**EXERCISE DESCRIPTION:** Extract every line of the rows below that contains the string "trim".

**DATA PROVIDED:**
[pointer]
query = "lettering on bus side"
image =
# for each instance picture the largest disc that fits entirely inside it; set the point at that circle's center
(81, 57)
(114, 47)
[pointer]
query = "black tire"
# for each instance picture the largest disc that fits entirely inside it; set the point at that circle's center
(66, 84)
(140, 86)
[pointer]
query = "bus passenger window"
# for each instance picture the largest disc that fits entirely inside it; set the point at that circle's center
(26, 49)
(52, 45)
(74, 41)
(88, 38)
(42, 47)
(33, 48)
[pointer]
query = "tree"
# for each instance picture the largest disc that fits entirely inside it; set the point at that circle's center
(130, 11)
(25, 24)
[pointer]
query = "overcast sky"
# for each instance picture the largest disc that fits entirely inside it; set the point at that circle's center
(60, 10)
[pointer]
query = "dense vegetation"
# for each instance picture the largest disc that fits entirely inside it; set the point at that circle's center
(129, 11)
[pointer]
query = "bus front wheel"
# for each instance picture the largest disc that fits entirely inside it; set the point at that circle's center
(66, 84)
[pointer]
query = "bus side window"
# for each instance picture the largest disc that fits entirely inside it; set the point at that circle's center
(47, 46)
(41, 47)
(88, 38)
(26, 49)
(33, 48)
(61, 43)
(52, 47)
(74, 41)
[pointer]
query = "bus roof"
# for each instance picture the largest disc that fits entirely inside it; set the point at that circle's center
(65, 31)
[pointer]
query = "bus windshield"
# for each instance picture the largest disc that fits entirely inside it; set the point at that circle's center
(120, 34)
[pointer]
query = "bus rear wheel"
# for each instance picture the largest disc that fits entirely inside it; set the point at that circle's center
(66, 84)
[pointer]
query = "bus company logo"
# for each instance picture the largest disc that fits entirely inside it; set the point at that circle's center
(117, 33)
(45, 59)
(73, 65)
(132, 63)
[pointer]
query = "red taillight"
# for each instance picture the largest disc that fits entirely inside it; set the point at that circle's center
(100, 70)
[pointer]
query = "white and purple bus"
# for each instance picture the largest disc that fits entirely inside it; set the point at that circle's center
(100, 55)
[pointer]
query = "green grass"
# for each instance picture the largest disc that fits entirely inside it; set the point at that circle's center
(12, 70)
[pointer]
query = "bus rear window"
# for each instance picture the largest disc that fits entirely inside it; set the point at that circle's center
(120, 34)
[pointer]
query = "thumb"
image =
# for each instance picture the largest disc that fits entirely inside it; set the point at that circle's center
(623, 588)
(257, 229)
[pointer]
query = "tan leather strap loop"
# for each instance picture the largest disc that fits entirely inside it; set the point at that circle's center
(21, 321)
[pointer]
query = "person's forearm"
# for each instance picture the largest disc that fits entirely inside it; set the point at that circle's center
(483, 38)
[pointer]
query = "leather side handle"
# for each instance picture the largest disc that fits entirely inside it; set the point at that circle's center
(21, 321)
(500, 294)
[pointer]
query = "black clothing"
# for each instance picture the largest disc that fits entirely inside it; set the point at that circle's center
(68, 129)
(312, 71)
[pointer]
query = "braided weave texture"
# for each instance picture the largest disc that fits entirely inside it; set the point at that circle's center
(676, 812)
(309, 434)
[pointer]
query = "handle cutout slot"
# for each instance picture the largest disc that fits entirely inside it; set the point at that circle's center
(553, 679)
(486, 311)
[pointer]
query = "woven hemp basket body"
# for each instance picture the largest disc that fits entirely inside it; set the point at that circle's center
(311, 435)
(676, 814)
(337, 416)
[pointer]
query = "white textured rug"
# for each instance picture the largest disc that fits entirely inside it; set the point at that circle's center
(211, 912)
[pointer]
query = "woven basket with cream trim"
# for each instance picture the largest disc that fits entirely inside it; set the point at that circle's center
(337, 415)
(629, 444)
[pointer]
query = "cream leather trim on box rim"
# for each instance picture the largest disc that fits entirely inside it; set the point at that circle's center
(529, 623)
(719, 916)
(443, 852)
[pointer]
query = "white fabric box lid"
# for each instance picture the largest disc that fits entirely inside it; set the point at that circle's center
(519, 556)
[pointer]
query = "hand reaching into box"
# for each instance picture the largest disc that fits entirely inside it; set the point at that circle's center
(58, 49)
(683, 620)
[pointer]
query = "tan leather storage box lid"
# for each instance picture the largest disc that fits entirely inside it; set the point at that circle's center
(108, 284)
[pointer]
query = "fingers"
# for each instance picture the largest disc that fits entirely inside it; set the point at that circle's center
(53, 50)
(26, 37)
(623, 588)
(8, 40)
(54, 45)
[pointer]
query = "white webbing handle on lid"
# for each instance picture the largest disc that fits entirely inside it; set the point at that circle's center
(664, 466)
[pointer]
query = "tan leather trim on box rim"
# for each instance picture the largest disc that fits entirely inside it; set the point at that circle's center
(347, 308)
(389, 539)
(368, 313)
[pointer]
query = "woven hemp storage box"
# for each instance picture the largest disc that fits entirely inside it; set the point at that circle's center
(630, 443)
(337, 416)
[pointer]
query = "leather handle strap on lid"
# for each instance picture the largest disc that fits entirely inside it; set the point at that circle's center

**EXERCISE OUTPUT:**
query = "woven basket with cream trim"
query = "cream leather trim on box rim"
query = "tan leather trim on box rim"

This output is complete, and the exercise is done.